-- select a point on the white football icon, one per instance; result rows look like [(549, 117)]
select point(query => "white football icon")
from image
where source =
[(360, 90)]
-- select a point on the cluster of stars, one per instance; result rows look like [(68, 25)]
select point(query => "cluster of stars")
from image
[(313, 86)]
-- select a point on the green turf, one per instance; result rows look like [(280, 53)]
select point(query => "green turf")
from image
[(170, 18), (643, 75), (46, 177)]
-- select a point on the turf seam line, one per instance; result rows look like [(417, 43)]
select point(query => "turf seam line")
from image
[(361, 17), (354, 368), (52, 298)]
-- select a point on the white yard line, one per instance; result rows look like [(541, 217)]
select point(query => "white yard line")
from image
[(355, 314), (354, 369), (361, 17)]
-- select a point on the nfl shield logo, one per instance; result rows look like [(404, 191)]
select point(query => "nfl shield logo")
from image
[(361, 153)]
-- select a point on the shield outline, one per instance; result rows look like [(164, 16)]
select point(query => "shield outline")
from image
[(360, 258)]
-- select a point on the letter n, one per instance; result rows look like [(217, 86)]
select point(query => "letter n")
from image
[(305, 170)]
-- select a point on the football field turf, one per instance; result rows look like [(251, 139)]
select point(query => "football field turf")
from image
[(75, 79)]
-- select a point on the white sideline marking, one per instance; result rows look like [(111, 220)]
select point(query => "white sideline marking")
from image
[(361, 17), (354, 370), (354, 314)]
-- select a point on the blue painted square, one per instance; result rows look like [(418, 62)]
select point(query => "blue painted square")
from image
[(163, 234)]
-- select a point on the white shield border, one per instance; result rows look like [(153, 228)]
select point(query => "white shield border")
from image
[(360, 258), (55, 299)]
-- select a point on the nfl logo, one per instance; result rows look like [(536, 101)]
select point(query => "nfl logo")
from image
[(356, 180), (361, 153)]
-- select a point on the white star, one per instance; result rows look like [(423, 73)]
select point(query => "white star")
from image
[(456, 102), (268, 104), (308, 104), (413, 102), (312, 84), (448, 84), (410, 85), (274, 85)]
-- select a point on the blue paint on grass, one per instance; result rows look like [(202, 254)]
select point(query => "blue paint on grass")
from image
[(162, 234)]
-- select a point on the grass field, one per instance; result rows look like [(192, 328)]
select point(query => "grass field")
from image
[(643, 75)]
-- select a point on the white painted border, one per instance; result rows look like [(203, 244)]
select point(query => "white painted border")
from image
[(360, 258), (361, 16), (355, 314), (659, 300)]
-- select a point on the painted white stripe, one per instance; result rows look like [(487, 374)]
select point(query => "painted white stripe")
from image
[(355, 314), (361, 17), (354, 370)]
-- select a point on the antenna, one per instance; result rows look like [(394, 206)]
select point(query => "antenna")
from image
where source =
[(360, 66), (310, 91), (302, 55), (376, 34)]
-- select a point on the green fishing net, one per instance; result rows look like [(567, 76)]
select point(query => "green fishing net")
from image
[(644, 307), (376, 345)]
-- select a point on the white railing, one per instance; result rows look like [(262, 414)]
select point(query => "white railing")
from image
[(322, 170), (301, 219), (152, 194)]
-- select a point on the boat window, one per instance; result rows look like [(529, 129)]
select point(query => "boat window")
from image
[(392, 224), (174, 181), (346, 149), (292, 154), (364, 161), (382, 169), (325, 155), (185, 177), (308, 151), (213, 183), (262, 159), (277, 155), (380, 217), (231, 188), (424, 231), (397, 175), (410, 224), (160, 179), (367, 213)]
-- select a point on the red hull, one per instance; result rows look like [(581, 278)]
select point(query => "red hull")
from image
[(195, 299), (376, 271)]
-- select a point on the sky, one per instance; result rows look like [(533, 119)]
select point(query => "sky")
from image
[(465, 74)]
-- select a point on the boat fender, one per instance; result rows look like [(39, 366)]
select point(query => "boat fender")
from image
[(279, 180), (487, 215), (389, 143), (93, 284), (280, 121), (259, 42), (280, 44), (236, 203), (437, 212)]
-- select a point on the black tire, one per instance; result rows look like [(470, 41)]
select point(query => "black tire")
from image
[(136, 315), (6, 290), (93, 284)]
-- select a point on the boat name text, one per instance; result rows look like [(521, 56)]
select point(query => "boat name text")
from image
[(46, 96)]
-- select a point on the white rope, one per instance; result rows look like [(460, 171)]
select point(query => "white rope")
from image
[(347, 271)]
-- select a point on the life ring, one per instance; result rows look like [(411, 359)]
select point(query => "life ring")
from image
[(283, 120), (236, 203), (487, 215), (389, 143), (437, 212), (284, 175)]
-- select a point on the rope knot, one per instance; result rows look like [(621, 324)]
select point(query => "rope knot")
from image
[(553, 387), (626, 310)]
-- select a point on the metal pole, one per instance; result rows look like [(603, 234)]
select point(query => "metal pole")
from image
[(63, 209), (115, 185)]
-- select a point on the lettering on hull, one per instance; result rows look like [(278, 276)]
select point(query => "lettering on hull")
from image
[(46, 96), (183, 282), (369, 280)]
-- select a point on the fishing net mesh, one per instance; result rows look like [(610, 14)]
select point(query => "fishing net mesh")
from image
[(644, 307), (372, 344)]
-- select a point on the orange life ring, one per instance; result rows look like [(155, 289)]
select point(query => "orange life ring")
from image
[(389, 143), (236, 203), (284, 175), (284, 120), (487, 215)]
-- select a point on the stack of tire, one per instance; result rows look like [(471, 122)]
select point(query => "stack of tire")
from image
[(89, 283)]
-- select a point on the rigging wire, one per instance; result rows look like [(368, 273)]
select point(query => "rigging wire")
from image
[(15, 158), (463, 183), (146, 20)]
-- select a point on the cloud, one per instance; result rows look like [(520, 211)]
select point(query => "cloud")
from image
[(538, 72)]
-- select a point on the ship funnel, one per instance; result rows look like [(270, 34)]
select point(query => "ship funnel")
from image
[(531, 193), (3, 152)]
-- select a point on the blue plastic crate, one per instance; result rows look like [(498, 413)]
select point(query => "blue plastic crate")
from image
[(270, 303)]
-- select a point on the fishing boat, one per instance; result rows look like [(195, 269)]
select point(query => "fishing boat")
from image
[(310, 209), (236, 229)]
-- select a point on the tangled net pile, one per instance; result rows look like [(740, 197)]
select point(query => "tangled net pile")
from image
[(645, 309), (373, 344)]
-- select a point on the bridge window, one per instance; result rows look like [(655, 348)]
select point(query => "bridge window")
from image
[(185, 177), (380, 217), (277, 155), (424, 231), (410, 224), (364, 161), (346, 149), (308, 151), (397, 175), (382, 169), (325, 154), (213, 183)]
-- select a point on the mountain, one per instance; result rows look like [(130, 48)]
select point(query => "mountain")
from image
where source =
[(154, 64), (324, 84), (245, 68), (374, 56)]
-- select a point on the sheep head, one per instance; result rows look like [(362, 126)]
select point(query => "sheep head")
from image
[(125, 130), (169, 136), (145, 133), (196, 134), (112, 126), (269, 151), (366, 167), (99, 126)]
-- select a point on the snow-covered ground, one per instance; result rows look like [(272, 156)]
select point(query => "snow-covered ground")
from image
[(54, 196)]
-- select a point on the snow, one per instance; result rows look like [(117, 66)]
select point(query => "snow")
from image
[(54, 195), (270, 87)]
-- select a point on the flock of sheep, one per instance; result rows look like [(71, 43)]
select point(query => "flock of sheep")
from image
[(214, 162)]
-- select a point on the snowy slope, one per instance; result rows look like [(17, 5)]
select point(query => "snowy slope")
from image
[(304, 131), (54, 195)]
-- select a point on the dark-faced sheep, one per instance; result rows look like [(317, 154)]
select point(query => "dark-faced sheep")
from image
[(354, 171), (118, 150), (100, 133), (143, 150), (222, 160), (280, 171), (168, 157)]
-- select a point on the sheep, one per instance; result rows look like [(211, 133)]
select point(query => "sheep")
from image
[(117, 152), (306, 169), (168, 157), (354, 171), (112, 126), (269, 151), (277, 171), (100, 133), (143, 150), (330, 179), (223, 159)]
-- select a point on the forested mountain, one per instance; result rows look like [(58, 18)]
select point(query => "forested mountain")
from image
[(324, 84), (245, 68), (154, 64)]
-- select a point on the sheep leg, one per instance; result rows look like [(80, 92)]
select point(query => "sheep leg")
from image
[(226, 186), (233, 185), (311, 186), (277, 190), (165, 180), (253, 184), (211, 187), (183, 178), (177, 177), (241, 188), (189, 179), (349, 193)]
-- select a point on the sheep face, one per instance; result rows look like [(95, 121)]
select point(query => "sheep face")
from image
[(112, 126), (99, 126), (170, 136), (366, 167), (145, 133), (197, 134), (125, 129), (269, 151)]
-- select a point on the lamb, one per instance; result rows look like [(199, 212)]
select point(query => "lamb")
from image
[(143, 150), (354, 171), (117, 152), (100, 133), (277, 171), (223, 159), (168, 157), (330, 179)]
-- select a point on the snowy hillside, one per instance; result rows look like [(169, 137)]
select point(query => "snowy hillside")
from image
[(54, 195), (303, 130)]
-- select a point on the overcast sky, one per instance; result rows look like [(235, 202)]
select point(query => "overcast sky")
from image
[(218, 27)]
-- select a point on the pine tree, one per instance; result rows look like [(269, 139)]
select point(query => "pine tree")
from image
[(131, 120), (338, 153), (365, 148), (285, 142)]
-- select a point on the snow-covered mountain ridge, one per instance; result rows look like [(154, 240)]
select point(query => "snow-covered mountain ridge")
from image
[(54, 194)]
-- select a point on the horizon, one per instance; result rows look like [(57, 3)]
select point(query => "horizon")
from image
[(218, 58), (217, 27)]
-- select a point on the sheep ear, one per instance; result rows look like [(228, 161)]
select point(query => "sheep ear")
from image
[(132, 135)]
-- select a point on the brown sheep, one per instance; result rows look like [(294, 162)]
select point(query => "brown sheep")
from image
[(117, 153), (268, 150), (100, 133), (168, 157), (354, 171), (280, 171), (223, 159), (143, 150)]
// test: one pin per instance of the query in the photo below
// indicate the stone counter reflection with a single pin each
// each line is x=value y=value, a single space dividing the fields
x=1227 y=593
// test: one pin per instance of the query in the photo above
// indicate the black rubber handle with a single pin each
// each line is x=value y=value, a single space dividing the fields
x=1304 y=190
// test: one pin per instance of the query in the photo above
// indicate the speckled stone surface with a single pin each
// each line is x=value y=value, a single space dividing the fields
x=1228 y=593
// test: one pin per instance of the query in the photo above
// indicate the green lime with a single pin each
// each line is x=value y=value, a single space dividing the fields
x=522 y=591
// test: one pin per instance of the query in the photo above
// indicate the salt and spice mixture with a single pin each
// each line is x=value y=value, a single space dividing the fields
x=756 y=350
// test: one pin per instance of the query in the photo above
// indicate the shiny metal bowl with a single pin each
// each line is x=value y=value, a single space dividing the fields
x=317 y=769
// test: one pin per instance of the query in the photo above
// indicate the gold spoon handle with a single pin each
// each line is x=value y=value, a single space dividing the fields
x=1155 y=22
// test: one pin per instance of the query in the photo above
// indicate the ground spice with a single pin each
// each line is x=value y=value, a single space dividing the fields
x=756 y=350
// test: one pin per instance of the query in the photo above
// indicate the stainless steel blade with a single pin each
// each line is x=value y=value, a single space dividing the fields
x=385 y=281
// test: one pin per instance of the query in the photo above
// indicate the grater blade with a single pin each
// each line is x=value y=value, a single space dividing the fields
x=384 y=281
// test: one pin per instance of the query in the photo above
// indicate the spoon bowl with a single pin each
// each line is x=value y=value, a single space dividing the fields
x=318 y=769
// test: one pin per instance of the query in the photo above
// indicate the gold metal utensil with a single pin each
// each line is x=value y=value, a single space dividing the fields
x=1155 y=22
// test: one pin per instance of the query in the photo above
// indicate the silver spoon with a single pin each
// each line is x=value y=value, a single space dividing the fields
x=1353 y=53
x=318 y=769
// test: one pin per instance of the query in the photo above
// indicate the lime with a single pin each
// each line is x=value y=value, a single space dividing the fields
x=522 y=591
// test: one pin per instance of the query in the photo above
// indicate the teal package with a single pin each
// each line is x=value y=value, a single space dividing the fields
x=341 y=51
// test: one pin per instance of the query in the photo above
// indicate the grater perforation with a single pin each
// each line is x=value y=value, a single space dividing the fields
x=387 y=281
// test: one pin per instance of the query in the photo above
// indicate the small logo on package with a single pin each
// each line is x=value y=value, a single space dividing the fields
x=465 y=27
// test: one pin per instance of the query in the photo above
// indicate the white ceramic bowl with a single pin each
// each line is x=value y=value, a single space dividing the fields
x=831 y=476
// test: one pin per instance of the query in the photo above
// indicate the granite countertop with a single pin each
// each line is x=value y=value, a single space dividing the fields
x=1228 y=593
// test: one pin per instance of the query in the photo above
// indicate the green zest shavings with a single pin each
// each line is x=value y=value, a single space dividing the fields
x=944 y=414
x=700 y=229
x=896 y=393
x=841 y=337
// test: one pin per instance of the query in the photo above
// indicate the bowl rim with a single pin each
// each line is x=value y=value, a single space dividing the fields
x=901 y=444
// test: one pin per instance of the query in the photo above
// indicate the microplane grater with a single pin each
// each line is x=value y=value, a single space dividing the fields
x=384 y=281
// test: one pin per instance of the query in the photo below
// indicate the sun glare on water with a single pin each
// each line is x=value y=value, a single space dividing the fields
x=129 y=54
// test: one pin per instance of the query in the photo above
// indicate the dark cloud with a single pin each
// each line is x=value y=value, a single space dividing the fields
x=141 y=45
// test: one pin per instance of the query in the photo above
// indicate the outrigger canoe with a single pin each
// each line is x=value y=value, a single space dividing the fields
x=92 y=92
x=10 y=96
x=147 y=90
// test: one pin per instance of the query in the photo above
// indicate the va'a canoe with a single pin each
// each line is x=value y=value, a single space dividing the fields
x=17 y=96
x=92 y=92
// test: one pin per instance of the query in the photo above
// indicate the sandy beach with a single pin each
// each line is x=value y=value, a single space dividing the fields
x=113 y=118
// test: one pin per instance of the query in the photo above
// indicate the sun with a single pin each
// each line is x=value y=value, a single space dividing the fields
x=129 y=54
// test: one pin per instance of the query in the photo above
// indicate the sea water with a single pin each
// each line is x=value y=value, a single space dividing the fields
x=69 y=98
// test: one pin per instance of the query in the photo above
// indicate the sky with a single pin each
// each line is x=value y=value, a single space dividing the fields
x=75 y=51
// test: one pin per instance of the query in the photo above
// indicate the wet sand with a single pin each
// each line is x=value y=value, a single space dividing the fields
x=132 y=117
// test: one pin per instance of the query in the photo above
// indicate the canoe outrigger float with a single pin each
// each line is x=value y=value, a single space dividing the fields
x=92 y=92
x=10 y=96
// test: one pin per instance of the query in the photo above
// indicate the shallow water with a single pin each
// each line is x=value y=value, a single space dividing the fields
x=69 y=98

◇ ◇ ◇ ◇ ◇

**Work instructions**
Copy the lines of the records word for word, starting at the line that contains "-- select a point on the pine" and ending at the line that contains "[(132, 135)]", both of those lines included.

**Exercise solution**
-- select a point on the pine tree, one per instance; result rows look like [(269, 139)]
select point(query => "pine tree")
from image
[(131, 120), (338, 153), (365, 148), (285, 142)]
-- select a point on the snow-covered mountain ridge, one per instance; result rows look like [(154, 240)]
select point(query => "snow-covered mountain ridge")
from image
[(54, 194)]
-- select a point on the horizon, one per instance; result rows look like [(57, 3)]
select point(query => "horizon")
from image
[(218, 58), (217, 27)]
-- select a point on the sheep ear, one per instance; result rows look like [(228, 161)]
select point(query => "sheep ear")
from image
[(132, 135)]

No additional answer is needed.